(Point localization data)
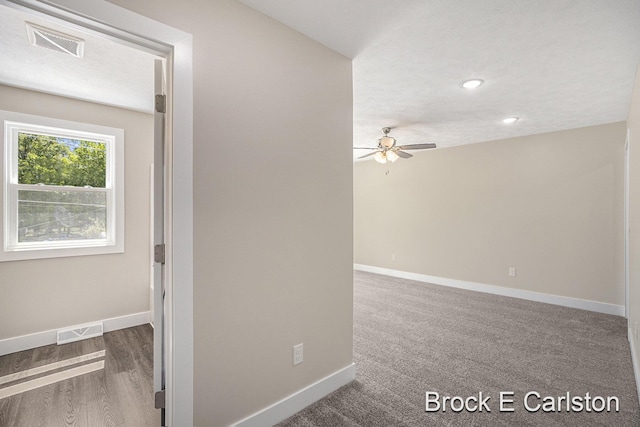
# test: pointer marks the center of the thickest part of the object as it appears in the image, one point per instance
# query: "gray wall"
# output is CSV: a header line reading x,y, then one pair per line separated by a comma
x,y
272,205
39,295
550,205
633,123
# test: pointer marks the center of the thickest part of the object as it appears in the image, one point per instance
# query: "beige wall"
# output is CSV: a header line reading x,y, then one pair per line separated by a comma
x,y
39,295
272,205
633,123
549,205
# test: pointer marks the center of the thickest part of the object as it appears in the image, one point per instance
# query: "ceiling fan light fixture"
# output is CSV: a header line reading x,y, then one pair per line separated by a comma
x,y
387,141
380,157
472,84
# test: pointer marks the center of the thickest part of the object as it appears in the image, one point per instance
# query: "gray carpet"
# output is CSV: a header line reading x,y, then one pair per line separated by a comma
x,y
410,338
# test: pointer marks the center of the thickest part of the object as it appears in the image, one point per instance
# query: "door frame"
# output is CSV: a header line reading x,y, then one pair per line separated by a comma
x,y
141,32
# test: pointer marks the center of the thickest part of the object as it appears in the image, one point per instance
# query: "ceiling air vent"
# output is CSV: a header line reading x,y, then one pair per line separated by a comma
x,y
55,40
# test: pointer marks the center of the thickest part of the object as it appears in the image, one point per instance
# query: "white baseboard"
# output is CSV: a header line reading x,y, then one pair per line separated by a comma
x,y
39,339
600,307
634,360
296,402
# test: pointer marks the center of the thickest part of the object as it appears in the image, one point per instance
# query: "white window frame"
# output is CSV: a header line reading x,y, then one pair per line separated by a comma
x,y
113,138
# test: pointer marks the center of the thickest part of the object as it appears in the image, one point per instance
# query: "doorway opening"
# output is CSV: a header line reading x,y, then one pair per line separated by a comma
x,y
130,29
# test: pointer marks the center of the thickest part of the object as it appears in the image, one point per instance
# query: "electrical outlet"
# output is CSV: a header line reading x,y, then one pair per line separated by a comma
x,y
297,354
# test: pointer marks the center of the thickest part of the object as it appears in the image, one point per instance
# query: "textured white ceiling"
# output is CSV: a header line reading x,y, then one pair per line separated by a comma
x,y
556,64
109,73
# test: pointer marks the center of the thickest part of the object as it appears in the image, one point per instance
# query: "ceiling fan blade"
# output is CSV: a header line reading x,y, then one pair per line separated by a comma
x,y
417,146
367,155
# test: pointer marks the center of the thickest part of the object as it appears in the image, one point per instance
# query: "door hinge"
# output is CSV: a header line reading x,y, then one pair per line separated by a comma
x,y
158,253
160,399
161,103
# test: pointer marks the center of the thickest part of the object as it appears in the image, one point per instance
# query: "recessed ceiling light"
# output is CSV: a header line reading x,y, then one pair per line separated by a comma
x,y
472,84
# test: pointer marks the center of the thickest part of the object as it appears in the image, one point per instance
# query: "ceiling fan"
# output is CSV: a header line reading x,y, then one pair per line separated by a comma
x,y
388,151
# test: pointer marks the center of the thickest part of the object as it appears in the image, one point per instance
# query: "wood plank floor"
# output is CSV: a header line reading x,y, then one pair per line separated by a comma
x,y
121,394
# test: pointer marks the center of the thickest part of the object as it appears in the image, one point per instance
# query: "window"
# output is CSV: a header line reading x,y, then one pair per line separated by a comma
x,y
63,188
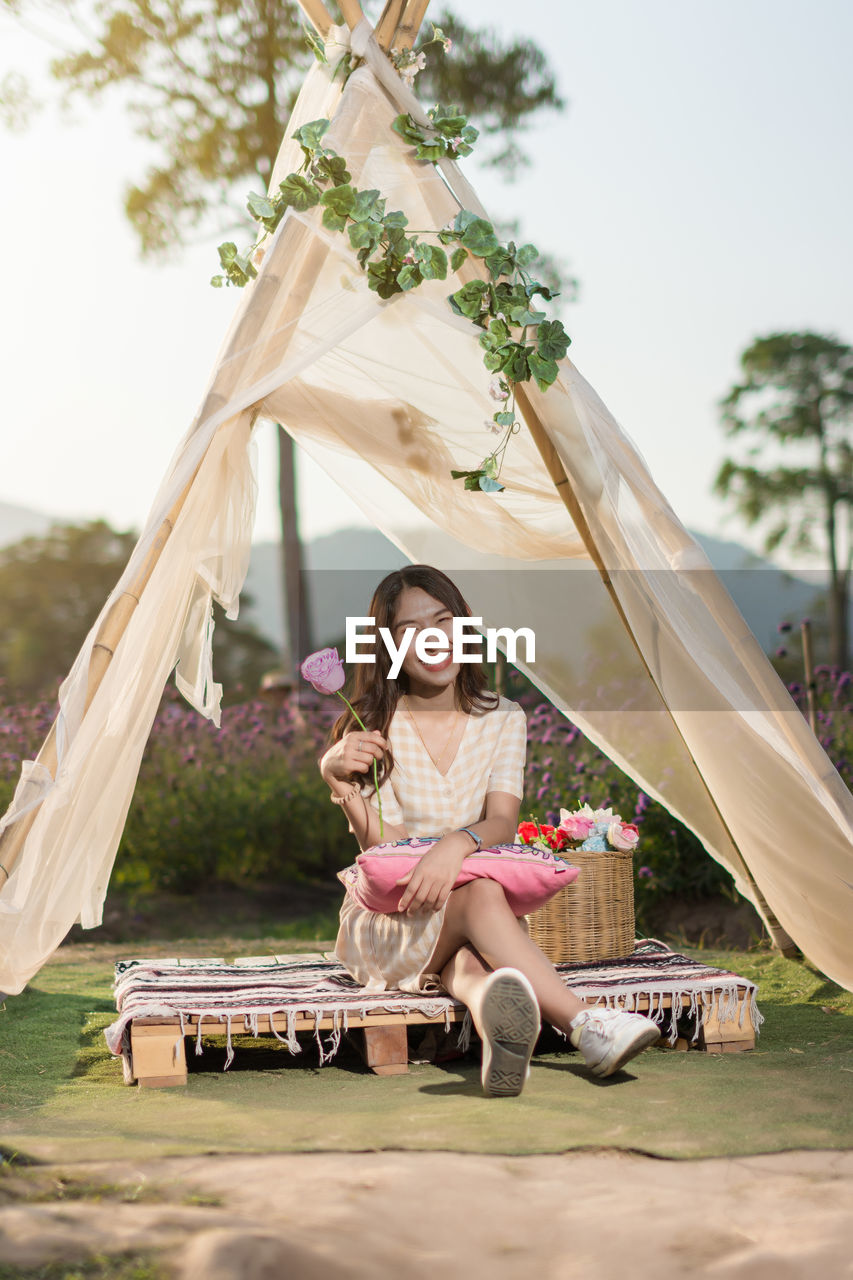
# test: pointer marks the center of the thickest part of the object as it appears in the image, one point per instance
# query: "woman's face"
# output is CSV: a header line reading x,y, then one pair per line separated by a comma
x,y
418,609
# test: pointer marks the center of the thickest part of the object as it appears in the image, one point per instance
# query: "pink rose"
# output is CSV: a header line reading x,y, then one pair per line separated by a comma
x,y
576,827
324,670
623,836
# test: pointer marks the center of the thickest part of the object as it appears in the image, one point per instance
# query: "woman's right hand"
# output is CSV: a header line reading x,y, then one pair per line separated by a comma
x,y
354,753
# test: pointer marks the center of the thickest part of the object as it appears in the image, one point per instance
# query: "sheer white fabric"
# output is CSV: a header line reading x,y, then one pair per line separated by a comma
x,y
387,397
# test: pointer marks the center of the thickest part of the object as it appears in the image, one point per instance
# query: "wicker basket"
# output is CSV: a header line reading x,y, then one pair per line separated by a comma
x,y
592,919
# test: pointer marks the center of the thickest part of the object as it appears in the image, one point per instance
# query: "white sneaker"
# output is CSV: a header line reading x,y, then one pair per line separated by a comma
x,y
610,1037
510,1015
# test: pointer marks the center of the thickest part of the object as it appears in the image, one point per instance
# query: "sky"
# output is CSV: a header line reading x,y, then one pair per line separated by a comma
x,y
698,184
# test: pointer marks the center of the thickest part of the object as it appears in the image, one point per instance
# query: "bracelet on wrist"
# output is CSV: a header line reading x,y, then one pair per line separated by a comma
x,y
474,837
355,790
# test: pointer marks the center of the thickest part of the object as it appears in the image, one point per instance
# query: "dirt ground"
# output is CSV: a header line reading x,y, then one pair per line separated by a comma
x,y
605,1214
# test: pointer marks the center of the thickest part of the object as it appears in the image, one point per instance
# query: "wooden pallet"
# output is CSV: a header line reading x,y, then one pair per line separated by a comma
x,y
159,1051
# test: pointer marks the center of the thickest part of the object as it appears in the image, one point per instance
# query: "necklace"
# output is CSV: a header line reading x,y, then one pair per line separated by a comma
x,y
422,736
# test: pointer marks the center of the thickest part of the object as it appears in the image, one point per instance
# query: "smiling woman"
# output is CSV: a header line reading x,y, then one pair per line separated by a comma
x,y
447,639
450,758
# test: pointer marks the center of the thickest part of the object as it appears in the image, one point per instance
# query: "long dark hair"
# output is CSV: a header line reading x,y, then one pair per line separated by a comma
x,y
375,695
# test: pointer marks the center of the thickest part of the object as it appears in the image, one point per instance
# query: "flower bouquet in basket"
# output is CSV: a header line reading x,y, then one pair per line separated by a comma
x,y
598,830
592,919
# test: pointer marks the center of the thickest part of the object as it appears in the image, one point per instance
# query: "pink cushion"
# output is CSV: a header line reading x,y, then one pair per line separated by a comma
x,y
529,876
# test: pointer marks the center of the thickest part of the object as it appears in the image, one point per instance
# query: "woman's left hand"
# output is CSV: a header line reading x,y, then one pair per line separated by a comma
x,y
432,880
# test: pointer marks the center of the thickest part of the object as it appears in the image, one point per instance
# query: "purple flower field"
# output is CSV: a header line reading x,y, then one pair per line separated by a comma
x,y
245,804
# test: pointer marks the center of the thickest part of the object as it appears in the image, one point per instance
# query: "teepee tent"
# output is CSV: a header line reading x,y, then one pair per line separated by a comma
x,y
635,638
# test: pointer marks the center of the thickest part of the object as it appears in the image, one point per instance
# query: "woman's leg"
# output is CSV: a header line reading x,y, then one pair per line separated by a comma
x,y
478,914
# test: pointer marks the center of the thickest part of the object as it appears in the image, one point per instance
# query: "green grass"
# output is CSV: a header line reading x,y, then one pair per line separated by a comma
x,y
62,1095
99,1267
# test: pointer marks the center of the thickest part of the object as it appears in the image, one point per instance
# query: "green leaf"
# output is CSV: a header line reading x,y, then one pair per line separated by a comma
x,y
398,242
337,204
407,129
299,192
468,301
543,370
515,365
552,339
260,206
382,278
365,234
537,287
311,133
333,168
459,256
409,277
366,204
433,261
479,237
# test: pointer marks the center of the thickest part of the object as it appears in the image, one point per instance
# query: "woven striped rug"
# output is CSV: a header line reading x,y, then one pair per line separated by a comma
x,y
240,992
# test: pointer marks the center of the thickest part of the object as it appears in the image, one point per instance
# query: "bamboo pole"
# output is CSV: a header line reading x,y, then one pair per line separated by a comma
x,y
318,16
781,940
411,22
386,28
808,667
351,10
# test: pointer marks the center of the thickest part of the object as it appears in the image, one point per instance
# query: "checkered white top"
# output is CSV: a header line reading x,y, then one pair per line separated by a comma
x,y
491,757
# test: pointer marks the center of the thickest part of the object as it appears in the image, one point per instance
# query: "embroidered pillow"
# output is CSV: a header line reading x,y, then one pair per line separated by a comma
x,y
529,876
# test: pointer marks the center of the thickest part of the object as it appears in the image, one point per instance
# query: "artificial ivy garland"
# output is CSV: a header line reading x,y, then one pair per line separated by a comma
x,y
518,341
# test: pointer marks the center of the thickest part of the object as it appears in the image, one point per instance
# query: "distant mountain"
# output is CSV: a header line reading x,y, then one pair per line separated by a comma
x,y
343,568
17,522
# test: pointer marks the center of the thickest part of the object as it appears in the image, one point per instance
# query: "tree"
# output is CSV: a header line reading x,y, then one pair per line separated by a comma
x,y
211,83
797,398
53,588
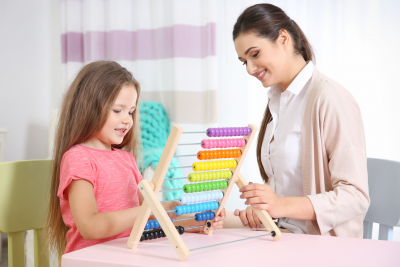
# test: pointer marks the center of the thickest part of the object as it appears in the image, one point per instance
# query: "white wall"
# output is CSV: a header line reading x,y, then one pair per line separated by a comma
x,y
29,69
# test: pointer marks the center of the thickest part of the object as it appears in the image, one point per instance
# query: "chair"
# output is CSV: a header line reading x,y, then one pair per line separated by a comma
x,y
24,188
384,191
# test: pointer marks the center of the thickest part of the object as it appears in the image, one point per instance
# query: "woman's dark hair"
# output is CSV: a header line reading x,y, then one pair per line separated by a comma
x,y
266,20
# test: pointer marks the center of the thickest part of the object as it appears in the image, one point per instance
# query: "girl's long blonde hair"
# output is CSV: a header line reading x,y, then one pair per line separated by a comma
x,y
83,113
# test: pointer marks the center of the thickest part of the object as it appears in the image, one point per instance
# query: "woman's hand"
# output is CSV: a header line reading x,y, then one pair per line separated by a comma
x,y
262,197
248,217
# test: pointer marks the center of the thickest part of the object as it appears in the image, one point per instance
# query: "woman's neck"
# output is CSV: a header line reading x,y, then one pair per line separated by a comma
x,y
293,70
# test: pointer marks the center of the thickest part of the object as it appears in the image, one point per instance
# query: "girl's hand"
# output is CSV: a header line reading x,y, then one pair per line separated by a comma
x,y
219,220
262,197
248,217
171,206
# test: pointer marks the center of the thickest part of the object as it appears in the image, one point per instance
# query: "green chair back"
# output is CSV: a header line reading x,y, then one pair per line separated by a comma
x,y
24,196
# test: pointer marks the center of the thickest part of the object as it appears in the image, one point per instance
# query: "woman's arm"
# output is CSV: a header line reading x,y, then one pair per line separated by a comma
x,y
262,197
92,224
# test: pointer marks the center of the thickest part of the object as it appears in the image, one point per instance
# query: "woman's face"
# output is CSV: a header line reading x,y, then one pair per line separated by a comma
x,y
265,60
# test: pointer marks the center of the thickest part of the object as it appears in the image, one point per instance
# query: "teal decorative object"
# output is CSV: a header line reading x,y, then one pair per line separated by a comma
x,y
155,127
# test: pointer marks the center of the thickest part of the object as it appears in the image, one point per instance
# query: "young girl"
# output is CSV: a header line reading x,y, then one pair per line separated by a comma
x,y
94,194
311,146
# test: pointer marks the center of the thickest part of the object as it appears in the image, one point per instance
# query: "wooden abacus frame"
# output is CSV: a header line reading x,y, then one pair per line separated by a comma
x,y
151,202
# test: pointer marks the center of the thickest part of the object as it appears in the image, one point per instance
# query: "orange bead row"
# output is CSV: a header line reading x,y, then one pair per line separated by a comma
x,y
219,154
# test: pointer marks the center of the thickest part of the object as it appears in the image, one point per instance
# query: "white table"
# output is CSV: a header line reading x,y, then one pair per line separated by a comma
x,y
290,250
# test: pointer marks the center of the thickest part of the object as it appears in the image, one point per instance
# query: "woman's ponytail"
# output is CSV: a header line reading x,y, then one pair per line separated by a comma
x,y
302,45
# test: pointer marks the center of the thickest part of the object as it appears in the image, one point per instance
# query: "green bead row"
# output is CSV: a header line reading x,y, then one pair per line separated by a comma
x,y
200,187
209,176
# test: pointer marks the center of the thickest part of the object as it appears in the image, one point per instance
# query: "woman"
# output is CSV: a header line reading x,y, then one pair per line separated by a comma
x,y
311,146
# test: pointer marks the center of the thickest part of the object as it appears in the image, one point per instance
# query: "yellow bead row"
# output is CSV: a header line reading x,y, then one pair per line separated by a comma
x,y
214,165
209,176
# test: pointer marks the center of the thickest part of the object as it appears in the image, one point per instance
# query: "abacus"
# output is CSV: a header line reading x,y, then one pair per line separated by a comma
x,y
217,184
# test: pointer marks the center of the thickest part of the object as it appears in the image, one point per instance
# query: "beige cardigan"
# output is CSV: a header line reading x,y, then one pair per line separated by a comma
x,y
334,160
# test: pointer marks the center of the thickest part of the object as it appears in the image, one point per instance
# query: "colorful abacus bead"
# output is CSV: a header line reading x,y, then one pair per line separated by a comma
x,y
180,229
152,224
219,154
205,216
222,143
179,210
208,176
214,165
152,235
228,131
201,197
208,186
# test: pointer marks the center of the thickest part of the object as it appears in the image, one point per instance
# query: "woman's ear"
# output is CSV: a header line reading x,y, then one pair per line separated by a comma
x,y
283,39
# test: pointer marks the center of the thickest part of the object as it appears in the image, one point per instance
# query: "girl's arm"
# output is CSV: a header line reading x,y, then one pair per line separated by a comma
x,y
92,224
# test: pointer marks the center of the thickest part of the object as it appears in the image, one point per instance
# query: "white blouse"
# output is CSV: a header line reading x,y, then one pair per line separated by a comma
x,y
281,158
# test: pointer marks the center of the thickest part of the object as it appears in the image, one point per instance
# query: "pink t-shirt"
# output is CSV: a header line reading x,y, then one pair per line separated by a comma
x,y
114,176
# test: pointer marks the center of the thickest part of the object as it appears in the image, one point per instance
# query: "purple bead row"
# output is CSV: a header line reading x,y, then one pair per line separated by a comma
x,y
228,131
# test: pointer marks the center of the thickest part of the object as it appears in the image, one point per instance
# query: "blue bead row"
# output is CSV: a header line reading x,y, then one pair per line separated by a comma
x,y
205,216
179,210
201,197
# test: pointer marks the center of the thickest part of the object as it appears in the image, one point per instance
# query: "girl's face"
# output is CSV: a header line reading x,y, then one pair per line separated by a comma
x,y
265,60
119,120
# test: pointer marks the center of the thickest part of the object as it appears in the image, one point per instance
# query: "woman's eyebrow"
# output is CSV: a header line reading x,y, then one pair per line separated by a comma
x,y
247,51
123,106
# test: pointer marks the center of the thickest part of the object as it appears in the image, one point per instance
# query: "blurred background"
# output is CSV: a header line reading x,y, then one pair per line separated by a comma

### YOUR INSTRUCTIONS
Reproduce each line of the data containing the word "bead".

### SOLUTION TO THIS TASK
# query: "orange bead row"
# query: "green bead row"
# query: "yellow bead row"
# query: "colorful abacus bead"
# query: "purple bead row"
# query: "blue bead row"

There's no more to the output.